→ **DATA TO USE**:
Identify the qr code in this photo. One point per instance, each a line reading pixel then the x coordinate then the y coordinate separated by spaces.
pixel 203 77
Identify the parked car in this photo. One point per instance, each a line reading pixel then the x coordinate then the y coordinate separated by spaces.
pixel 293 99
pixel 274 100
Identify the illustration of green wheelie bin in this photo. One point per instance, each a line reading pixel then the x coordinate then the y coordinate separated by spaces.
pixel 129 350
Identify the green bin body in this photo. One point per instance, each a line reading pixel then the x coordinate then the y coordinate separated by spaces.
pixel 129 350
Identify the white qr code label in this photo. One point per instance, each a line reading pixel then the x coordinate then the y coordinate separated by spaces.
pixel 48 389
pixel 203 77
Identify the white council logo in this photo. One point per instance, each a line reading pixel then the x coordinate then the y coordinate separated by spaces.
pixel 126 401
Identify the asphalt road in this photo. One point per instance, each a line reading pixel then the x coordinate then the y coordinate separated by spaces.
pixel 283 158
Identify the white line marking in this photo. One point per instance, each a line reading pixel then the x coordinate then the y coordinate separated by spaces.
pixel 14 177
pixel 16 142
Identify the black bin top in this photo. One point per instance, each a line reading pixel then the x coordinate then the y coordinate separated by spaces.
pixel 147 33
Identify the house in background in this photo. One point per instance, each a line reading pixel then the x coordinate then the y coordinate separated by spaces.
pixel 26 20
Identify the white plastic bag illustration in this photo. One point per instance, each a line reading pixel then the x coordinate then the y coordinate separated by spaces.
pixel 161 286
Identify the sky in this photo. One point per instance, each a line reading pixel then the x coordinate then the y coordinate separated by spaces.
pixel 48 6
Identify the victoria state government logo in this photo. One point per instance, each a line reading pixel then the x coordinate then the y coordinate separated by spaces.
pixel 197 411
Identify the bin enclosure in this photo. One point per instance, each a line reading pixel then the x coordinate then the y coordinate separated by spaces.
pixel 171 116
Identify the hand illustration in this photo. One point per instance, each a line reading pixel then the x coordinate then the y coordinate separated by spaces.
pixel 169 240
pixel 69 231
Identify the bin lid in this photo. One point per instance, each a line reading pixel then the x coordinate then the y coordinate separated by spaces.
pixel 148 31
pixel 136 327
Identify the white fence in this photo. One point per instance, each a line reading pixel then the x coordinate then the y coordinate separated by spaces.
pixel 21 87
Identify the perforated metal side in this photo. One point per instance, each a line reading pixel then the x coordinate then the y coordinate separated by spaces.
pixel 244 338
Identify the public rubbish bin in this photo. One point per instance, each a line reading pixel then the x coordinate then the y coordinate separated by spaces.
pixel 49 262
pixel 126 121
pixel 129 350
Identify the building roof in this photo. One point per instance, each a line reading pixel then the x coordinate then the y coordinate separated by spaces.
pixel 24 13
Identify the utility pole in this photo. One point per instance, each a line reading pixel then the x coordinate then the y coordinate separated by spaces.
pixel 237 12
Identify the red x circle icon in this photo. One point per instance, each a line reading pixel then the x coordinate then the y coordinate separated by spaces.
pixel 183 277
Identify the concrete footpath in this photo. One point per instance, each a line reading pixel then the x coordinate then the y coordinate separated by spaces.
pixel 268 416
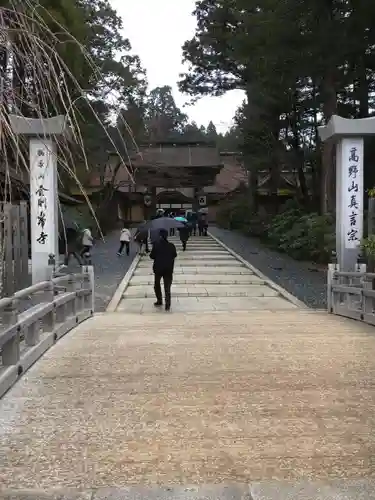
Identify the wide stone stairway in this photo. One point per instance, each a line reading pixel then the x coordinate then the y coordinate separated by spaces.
pixel 235 386
pixel 207 278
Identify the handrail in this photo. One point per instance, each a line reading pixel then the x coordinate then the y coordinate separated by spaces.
pixel 61 303
pixel 350 293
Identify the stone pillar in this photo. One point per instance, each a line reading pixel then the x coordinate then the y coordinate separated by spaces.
pixel 348 135
pixel 44 219
pixel 349 201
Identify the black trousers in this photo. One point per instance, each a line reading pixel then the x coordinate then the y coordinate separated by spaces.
pixel 75 255
pixel 167 281
pixel 122 245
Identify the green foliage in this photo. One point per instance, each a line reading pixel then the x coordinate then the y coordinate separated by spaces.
pixel 303 236
pixel 298 64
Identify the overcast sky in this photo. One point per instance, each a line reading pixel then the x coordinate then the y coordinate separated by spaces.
pixel 157 29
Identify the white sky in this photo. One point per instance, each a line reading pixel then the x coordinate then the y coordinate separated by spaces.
pixel 157 29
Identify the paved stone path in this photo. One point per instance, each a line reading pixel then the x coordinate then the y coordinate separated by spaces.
pixel 109 268
pixel 207 278
pixel 197 396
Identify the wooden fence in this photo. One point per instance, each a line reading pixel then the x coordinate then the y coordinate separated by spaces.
pixel 14 248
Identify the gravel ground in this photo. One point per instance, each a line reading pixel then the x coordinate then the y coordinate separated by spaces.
pixel 108 267
pixel 302 279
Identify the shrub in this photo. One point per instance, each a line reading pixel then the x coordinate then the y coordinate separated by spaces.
pixel 303 236
pixel 235 214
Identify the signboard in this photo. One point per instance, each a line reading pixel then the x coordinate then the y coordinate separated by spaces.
pixel 43 206
pixel 42 190
pixel 351 215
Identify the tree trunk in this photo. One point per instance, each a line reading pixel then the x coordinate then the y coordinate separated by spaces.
pixel 328 154
pixel 300 157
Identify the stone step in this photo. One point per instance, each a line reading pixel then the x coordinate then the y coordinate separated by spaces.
pixel 179 270
pixel 207 304
pixel 196 263
pixel 205 291
pixel 200 256
pixel 217 279
pixel 344 489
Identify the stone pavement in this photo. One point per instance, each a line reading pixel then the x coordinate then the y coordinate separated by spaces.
pixel 207 278
pixel 277 402
pixel 270 490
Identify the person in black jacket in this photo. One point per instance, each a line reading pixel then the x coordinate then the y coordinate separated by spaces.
pixel 163 254
pixel 184 235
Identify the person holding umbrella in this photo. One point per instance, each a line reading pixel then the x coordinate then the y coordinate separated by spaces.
pixel 184 231
pixel 155 225
pixel 163 254
pixel 141 237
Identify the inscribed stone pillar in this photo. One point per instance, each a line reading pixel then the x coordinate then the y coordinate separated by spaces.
pixel 349 201
pixel 43 206
pixel 348 135
pixel 43 188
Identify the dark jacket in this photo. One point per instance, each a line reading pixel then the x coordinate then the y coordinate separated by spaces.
pixel 163 254
pixel 141 235
pixel 184 233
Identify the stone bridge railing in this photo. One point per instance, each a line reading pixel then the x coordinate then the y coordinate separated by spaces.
pixel 34 318
pixel 351 294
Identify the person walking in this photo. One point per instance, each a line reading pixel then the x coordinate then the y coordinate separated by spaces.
pixel 72 246
pixel 202 225
pixel 172 229
pixel 163 254
pixel 124 241
pixel 184 235
pixel 141 237
pixel 87 242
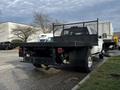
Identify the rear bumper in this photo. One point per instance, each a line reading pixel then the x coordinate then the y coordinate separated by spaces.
pixel 40 60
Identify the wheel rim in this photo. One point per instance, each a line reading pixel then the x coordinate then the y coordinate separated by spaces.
pixel 90 62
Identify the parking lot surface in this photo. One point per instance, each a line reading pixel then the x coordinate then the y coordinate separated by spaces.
pixel 16 75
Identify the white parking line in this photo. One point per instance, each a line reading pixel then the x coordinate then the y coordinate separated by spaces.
pixel 4 67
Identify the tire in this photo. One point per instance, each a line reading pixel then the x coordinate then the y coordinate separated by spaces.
pixel 81 59
pixel 37 65
pixel 88 62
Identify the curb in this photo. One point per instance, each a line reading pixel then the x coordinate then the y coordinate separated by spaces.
pixel 76 87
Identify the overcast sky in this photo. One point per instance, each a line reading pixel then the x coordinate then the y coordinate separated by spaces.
pixel 21 11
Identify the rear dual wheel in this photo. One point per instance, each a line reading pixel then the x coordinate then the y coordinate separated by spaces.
pixel 41 66
pixel 81 58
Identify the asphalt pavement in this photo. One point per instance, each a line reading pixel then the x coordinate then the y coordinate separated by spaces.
pixel 16 75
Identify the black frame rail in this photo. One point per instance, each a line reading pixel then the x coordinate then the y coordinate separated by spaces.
pixel 83 24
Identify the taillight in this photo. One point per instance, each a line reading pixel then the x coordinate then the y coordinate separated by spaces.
pixel 60 50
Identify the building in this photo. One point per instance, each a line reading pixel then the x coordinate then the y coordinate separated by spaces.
pixel 6 29
pixel 6 34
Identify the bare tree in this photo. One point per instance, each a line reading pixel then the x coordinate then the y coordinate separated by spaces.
pixel 23 33
pixel 44 22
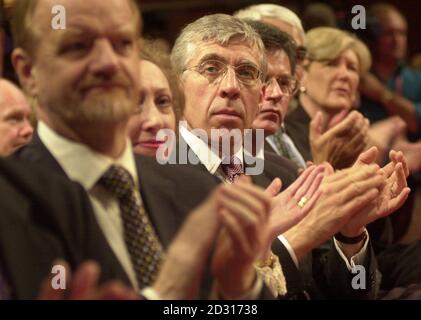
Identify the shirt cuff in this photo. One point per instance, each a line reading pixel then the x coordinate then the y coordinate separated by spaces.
pixel 150 294
pixel 273 276
pixel 358 258
pixel 290 250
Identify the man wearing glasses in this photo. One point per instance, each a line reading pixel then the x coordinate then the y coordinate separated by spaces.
pixel 222 66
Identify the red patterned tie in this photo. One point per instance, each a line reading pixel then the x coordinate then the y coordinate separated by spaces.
pixel 234 169
pixel 145 250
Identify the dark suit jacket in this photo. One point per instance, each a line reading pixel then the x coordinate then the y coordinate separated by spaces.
pixel 43 218
pixel 323 273
pixel 169 193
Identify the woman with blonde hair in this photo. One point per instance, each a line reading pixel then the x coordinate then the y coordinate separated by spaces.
pixel 329 90
pixel 161 101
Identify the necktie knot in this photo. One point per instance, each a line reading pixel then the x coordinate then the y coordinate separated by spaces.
pixel 233 169
pixel 141 240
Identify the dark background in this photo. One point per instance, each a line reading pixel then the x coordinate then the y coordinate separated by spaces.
pixel 165 18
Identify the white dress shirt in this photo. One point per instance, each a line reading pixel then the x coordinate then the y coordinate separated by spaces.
pixel 86 166
pixel 212 162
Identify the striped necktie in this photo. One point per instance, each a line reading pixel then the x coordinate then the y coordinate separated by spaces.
pixel 234 169
pixel 142 243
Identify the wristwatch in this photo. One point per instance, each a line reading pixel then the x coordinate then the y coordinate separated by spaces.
pixel 351 240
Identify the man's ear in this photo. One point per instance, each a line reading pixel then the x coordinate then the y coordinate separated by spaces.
pixel 262 96
pixel 24 69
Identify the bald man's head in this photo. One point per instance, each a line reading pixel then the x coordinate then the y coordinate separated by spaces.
pixel 15 128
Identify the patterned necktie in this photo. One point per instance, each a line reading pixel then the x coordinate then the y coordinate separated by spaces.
pixel 4 287
pixel 286 149
pixel 145 250
pixel 234 169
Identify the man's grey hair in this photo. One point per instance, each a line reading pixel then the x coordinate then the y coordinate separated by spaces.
pixel 221 29
pixel 267 10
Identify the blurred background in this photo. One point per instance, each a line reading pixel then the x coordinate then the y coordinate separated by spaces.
pixel 164 19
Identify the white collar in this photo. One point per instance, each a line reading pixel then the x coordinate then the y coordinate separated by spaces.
pixel 208 157
pixel 81 163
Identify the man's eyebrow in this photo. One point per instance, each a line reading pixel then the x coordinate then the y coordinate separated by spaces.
pixel 212 56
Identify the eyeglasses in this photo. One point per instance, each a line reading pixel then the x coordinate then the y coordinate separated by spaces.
pixel 301 54
pixel 246 73
pixel 287 84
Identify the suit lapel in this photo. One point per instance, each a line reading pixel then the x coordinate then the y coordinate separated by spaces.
pixel 37 152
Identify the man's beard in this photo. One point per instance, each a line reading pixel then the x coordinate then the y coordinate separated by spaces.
pixel 96 107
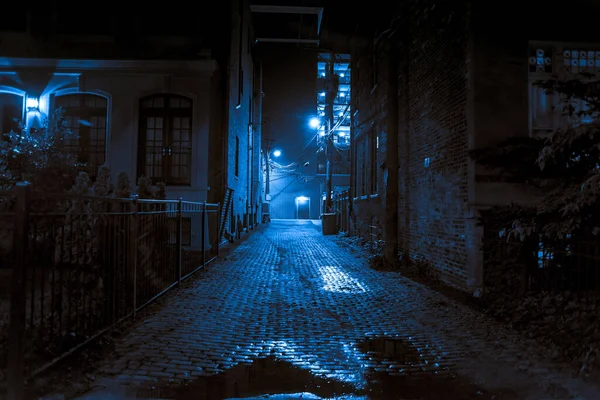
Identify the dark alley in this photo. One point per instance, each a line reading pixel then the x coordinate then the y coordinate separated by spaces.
pixel 307 309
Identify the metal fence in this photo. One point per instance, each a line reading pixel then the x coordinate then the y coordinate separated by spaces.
pixel 79 265
pixel 568 265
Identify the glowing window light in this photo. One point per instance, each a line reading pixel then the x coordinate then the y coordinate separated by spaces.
pixel 32 102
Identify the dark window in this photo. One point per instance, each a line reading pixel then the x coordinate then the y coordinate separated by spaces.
pixel 165 139
pixel 366 164
pixel 237 156
pixel 86 116
pixel 374 65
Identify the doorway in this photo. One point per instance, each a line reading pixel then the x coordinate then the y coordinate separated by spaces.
pixel 302 207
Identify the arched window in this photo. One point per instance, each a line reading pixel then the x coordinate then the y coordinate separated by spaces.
pixel 86 116
pixel 11 113
pixel 165 139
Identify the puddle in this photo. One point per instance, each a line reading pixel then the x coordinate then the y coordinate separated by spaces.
pixel 405 371
pixel 394 369
pixel 266 376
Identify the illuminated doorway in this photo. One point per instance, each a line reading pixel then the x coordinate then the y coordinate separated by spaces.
pixel 302 207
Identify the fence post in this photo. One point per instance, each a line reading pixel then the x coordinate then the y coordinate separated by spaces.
pixel 204 234
pixel 15 373
pixel 134 251
pixel 178 241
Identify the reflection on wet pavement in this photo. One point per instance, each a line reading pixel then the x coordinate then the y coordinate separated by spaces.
pixel 271 378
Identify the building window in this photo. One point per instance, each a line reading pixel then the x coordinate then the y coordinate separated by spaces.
pixel 165 139
pixel 547 111
pixel 86 116
pixel 237 156
pixel 11 113
pixel 374 64
pixel 241 54
pixel 366 163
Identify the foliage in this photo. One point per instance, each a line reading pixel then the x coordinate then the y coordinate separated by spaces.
pixel 39 157
pixel 566 166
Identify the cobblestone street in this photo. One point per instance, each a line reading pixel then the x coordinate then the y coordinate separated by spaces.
pixel 291 293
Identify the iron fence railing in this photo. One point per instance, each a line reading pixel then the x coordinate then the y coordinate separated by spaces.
pixel 79 265
pixel 537 265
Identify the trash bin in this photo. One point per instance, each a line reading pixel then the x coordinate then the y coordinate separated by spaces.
pixel 329 224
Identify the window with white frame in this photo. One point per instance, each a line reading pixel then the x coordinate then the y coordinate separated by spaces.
pixel 86 117
pixel 165 139
pixel 561 61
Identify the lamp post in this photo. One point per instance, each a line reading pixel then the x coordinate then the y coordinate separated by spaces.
pixel 276 153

→ **SET EXERCISE**:
Lay out the records above, between the lines holding "Identify the bin lid" and "pixel 244 338", inclusive, as a two-column CSV headed text and answer. Give one row per record, with each value in a single quoted field and any line breaks replaced by spaces.

→ **REPLY**:
text,answer
"Identify the bin lid in this photo. One point per instance, each a line reading pixel then the x coordinate then the y coordinate separated by spaces.","pixel 148 31 pixel 136 327"
"Identify the white fence in this photo. One point per instance, each a line reading pixel then the x coordinate then the y coordinate separated by spaces.","pixel 21 87"
"Identify the perforated metal side in this photo. One point per instance, each a line reading pixel then the x coordinate then the y coordinate separated by spaces.","pixel 244 338"